[GOAL] Filter the lines below, keeping only those that contain the string "building" in exactly that case, and copy each of them unchanged.

(Rows of bounding-box annotation data)

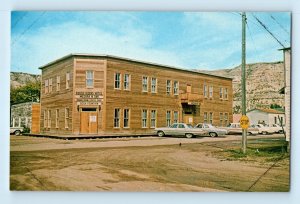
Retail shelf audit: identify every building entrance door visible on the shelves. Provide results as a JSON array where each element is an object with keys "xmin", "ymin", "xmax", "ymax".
[
  {"xmin": 80, "ymin": 108, "xmax": 98, "ymax": 134},
  {"xmin": 183, "ymin": 114, "xmax": 194, "ymax": 125}
]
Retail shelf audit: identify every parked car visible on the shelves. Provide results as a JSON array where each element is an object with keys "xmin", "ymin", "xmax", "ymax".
[
  {"xmin": 10, "ymin": 127, "xmax": 24, "ymax": 135},
  {"xmin": 155, "ymin": 123, "xmax": 206, "ymax": 138},
  {"xmin": 195, "ymin": 123, "xmax": 227, "ymax": 137},
  {"xmin": 269, "ymin": 124, "xmax": 285, "ymax": 133},
  {"xmin": 251, "ymin": 124, "xmax": 275, "ymax": 135},
  {"xmin": 222, "ymin": 123, "xmax": 258, "ymax": 135}
]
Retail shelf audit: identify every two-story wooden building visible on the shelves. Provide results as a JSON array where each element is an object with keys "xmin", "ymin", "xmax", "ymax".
[{"xmin": 40, "ymin": 54, "xmax": 232, "ymax": 135}]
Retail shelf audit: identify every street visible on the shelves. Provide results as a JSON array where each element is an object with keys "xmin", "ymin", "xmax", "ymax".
[{"xmin": 10, "ymin": 135, "xmax": 289, "ymax": 192}]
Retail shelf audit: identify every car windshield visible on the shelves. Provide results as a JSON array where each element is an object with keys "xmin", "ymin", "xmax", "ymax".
[{"xmin": 187, "ymin": 124, "xmax": 193, "ymax": 128}]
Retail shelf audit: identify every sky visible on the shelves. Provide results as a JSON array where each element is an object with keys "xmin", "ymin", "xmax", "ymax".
[{"xmin": 11, "ymin": 11, "xmax": 291, "ymax": 74}]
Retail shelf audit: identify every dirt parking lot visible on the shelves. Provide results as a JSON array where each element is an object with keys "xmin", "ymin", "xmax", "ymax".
[{"xmin": 10, "ymin": 135, "xmax": 289, "ymax": 192}]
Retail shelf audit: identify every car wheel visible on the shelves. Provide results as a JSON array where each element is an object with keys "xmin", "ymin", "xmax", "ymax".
[
  {"xmin": 209, "ymin": 132, "xmax": 218, "ymax": 137},
  {"xmin": 157, "ymin": 131, "xmax": 165, "ymax": 137},
  {"xmin": 185, "ymin": 133, "xmax": 193, "ymax": 138}
]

[EXERCISE SOLUTION]
Retail shelf audit: identify every building entrance door visible on the shelves. Provide results as a JSON array where each element is an object with keys "xmin", "ymin", "xmax", "ymax".
Retail shelf audit: identify every two-story wooden building visible on the shelves. Provide results as a JSON array where each element is an object with keys "xmin", "ymin", "xmax", "ymax".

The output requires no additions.